--- DATA TO EXAMINE Enclosed Below ---

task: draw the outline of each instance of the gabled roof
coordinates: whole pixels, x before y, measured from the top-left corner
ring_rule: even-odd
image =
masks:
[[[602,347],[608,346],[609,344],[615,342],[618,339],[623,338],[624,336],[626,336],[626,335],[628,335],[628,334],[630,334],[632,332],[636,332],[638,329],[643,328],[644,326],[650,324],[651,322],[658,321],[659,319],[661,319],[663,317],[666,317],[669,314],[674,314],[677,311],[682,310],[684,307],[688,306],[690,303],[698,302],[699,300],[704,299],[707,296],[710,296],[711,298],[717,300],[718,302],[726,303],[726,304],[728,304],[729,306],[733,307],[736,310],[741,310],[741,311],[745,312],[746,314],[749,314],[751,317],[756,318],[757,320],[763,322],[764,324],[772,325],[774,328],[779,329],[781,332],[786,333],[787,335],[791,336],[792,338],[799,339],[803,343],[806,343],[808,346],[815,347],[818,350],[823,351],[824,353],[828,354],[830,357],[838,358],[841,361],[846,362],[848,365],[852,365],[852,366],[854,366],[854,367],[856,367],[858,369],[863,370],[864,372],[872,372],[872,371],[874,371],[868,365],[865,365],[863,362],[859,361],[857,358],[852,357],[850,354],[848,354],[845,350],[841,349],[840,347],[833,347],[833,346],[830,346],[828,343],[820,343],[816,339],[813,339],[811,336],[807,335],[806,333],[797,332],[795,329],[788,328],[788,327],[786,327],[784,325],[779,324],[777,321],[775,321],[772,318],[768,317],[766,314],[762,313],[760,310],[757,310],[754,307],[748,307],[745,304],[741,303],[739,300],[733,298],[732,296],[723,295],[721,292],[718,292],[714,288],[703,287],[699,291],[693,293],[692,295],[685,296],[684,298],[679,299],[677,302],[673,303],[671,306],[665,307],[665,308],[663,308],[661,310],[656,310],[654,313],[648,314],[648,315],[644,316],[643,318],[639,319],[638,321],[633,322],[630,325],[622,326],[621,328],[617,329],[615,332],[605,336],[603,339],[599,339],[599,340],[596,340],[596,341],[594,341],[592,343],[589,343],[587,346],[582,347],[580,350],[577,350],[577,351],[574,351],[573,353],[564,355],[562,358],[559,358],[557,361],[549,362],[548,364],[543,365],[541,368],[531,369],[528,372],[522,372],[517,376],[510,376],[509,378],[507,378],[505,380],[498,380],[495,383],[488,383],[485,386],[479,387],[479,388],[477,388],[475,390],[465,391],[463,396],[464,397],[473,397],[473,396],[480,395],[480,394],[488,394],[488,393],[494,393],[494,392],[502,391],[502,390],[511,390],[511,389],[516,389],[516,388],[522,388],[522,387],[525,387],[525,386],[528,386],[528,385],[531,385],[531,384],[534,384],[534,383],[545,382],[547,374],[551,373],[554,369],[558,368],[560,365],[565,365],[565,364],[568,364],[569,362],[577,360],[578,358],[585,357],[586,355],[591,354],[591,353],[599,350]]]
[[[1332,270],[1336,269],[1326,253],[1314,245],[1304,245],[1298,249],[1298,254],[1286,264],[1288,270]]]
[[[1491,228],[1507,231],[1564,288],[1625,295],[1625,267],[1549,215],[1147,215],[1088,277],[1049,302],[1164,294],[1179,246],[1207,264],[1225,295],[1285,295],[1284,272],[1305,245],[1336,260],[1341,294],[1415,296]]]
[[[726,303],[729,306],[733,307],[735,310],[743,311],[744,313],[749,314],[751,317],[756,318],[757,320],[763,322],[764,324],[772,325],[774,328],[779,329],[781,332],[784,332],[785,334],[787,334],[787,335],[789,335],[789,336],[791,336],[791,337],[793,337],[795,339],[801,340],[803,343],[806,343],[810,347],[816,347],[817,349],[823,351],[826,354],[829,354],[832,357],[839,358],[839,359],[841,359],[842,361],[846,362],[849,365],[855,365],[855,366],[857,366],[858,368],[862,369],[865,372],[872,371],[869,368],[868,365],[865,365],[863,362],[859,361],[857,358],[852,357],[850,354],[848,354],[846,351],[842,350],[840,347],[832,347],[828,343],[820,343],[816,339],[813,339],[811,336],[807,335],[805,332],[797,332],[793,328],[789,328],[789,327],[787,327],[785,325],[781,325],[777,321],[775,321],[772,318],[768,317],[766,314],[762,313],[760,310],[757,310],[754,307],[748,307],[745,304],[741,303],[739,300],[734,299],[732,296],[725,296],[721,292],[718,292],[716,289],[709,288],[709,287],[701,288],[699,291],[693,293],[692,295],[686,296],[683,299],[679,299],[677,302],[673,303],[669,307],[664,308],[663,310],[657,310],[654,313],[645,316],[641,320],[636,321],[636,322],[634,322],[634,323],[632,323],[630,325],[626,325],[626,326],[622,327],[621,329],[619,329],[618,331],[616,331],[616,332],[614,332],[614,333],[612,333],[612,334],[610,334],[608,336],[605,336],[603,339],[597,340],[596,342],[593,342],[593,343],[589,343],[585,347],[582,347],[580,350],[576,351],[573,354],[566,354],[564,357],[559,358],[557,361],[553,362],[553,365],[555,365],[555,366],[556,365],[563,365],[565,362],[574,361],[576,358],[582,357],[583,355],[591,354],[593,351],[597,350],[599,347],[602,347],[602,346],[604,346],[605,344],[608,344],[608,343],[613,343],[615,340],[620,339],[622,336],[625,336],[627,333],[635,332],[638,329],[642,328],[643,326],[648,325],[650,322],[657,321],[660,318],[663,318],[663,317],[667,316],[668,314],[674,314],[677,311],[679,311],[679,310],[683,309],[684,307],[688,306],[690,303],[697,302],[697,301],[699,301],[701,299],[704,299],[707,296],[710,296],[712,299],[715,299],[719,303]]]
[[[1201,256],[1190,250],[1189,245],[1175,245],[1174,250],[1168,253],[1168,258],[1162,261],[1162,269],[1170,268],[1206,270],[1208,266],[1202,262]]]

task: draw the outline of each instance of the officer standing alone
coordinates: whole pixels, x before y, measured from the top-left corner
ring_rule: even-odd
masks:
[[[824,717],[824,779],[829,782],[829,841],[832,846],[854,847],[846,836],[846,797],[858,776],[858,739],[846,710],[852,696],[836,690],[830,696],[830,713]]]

--- End of Enclosed DATA TO EXAMINE ---

# TASK BRIEF
Print the whole listing again, exactly.

# SOLUTION
task: draw the outline of each instance of the gabled roof
coordinates: whole pixels, x before y, measured from the top-left corner
ring_rule: even-odd
image =
masks:
[[[602,347],[608,346],[609,344],[615,342],[618,339],[623,338],[624,336],[626,336],[626,335],[628,335],[628,334],[630,334],[632,332],[636,332],[638,329],[643,328],[644,326],[650,324],[651,322],[658,321],[659,319],[661,319],[663,317],[666,317],[669,314],[674,314],[677,311],[682,310],[684,307],[688,306],[690,303],[698,302],[699,300],[704,299],[707,296],[710,296],[711,298],[717,300],[718,302],[726,303],[726,304],[728,304],[729,306],[733,307],[736,310],[741,310],[741,311],[745,312],[746,314],[749,314],[751,317],[756,318],[757,320],[763,322],[764,324],[772,325],[774,328],[779,329],[781,332],[786,333],[787,335],[791,336],[792,338],[799,339],[803,343],[806,343],[808,346],[815,347],[818,350],[823,351],[824,353],[828,354],[830,357],[838,358],[841,361],[846,362],[848,365],[852,365],[852,366],[854,366],[854,367],[856,367],[858,369],[863,370],[864,372],[872,372],[872,371],[874,371],[868,365],[865,365],[863,362],[859,361],[857,358],[852,357],[850,354],[848,354],[845,350],[841,349],[840,347],[833,347],[833,346],[830,346],[828,343],[820,343],[816,339],[813,339],[811,336],[807,335],[806,333],[797,332],[795,329],[788,328],[788,327],[786,327],[784,325],[779,324],[777,321],[775,321],[772,318],[768,317],[766,314],[762,313],[760,310],[757,310],[754,307],[748,307],[745,304],[741,303],[739,300],[733,298],[732,296],[723,295],[721,292],[718,292],[714,288],[703,287],[699,291],[693,293],[692,295],[685,296],[684,298],[679,299],[677,302],[673,303],[671,306],[665,307],[665,308],[663,308],[661,310],[656,310],[654,313],[648,314],[648,315],[644,316],[643,318],[639,319],[638,321],[633,322],[630,325],[622,326],[621,328],[617,329],[615,332],[605,336],[603,339],[599,339],[599,340],[596,340],[596,341],[594,341],[592,343],[589,343],[587,346],[582,347],[580,350],[577,350],[577,351],[574,351],[573,353],[564,355],[562,358],[559,358],[557,361],[549,362],[548,364],[543,365],[541,368],[531,369],[528,372],[522,372],[517,376],[510,376],[509,378],[507,378],[505,380],[498,380],[495,383],[488,383],[485,386],[479,387],[479,388],[477,388],[475,390],[465,391],[463,396],[464,397],[473,397],[473,396],[480,395],[480,394],[488,394],[488,393],[494,393],[494,392],[502,391],[502,390],[511,390],[511,389],[516,389],[516,388],[522,388],[522,387],[525,387],[525,386],[528,386],[528,385],[531,385],[531,384],[534,384],[534,383],[545,382],[547,374],[551,373],[554,369],[558,368],[560,365],[565,365],[565,364],[568,364],[569,362],[577,360],[578,358],[585,357],[586,355],[591,354],[591,353],[599,350]]]
[[[1332,270],[1336,269],[1326,253],[1314,245],[1304,245],[1298,249],[1298,254],[1286,264],[1288,270]]]
[[[1491,228],[1507,231],[1564,288],[1625,295],[1625,267],[1549,215],[1147,215],[1088,277],[1049,302],[1164,294],[1179,246],[1207,264],[1225,295],[1285,295],[1284,272],[1305,245],[1336,260],[1341,294],[1415,296]]]
[[[726,303],[729,306],[733,307],[735,310],[743,311],[744,313],[749,314],[751,317],[756,318],[757,320],[763,322],[764,324],[772,325],[774,328],[779,329],[781,332],[784,332],[785,334],[787,334],[787,335],[789,335],[789,336],[791,336],[791,337],[793,337],[795,339],[801,340],[803,343],[806,343],[810,347],[816,347],[817,349],[823,351],[826,354],[829,354],[832,357],[839,358],[839,359],[841,359],[842,361],[846,362],[849,365],[855,365],[855,366],[857,366],[858,368],[862,369],[865,372],[872,371],[869,368],[868,365],[865,365],[863,362],[859,361],[857,358],[852,357],[850,354],[848,354],[846,351],[842,350],[840,347],[832,347],[828,343],[820,343],[816,339],[813,339],[811,336],[807,335],[805,332],[797,332],[793,328],[789,328],[789,327],[787,327],[785,325],[781,325],[777,321],[775,321],[772,318],[768,317],[766,314],[762,313],[760,310],[757,310],[754,307],[748,307],[745,304],[741,303],[739,300],[734,299],[732,296],[725,296],[721,292],[718,292],[716,289],[709,288],[709,287],[701,288],[699,291],[693,293],[692,295],[686,296],[683,299],[679,299],[677,302],[673,303],[669,307],[664,308],[663,310],[657,310],[654,313],[645,316],[641,320],[636,321],[636,322],[634,322],[634,323],[632,323],[630,325],[626,325],[626,326],[622,327],[621,329],[619,329],[618,331],[616,331],[616,332],[614,332],[614,333],[612,333],[612,334],[610,334],[608,336],[605,336],[603,339],[597,340],[596,342],[593,342],[593,343],[589,343],[585,347],[582,347],[580,350],[576,351],[573,354],[566,354],[564,357],[559,358],[557,361],[553,362],[553,365],[555,365],[555,366],[556,365],[563,365],[565,362],[574,361],[576,358],[582,357],[583,355],[591,354],[593,351],[597,350],[599,347],[602,347],[602,346],[604,346],[605,344],[608,344],[608,343],[613,343],[615,340],[620,339],[622,336],[625,336],[627,333],[635,332],[638,329],[642,328],[643,326],[648,325],[650,322],[657,321],[660,318],[663,318],[663,317],[667,316],[668,314],[674,314],[677,311],[679,311],[679,310],[683,309],[684,307],[688,306],[690,303],[697,302],[697,301],[699,301],[701,299],[704,299],[707,296],[710,296],[712,299],[715,299],[719,303]]]
[[[1201,256],[1190,250],[1189,245],[1175,245],[1174,250],[1168,253],[1168,258],[1162,261],[1162,269],[1170,268],[1206,270],[1208,266],[1202,262]]]

task: draw the outline of each instance of the officer standing alone
coordinates: whole pixels, x before y, measured from the top-left corner
ring_rule: even-odd
masks:
[[[824,717],[824,779],[829,782],[829,841],[832,846],[854,847],[846,836],[846,797],[858,776],[858,739],[846,710],[852,696],[836,690],[830,696],[830,713]]]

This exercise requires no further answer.